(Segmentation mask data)
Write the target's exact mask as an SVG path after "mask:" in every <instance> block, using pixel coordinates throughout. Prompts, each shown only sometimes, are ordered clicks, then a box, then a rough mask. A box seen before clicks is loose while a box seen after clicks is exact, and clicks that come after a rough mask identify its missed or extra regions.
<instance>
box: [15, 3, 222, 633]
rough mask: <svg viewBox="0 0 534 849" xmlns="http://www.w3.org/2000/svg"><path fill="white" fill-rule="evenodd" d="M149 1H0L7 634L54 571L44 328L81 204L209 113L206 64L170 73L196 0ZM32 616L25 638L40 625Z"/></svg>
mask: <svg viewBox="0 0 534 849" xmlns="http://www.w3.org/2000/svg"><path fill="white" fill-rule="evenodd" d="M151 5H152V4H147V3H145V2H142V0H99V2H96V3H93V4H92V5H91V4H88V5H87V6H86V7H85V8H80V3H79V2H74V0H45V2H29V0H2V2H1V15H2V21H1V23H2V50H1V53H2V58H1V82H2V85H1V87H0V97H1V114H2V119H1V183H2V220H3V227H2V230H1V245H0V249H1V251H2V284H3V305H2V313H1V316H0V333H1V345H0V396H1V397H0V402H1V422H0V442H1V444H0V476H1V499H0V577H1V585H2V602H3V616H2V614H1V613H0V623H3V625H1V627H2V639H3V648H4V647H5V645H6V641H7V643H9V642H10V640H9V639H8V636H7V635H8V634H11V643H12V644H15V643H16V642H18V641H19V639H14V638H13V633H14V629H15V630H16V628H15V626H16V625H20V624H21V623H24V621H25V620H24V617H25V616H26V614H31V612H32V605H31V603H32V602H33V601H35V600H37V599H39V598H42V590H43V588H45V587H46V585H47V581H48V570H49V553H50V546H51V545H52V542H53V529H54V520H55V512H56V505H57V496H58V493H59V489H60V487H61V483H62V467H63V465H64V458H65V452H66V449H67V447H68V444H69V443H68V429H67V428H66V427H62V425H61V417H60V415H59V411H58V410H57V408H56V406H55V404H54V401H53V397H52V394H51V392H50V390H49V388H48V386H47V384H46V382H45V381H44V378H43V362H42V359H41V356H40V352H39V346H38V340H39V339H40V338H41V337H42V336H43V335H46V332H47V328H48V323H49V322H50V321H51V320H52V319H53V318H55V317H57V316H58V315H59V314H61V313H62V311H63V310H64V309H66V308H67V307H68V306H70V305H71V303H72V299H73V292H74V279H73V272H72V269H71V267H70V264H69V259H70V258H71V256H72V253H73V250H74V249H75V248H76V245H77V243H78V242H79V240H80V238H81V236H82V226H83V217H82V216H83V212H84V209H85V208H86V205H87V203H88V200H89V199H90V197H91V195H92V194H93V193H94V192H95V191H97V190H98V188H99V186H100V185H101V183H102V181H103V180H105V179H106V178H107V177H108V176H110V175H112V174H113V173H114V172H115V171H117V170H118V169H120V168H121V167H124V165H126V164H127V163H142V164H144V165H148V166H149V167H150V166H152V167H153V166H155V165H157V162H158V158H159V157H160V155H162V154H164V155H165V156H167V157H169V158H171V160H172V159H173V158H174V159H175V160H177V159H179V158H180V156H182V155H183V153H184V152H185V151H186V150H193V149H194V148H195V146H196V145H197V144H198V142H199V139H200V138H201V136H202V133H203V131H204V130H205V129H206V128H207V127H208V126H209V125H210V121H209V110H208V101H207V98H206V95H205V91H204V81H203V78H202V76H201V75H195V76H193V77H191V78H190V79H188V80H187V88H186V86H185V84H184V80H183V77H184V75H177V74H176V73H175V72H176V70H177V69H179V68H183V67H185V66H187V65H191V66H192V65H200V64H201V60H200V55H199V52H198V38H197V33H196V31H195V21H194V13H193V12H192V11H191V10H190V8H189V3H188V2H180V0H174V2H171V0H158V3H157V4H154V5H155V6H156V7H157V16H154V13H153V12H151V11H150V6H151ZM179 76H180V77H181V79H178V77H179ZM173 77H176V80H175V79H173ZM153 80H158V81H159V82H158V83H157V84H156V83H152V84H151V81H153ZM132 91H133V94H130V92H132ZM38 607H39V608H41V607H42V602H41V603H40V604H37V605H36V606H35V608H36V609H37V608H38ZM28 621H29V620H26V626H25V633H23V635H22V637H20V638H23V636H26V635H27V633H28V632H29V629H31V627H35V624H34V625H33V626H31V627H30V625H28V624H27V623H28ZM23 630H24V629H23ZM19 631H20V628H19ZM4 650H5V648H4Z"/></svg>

**Your assignment**
Every line that contains "instance" should be copied out of the data.

**Answer below**
Write the target's exact mask as an SVG path after "mask:" in every <instance> block, using pixel coordinates throughout. Prompts, each shown only sometimes, are ordered clicks, then a box, then a rough mask. A box seen before clicks is loose while a box seen after clicks is exact, and clicks that come after a rough mask identify its missed or extra regions.
<instance>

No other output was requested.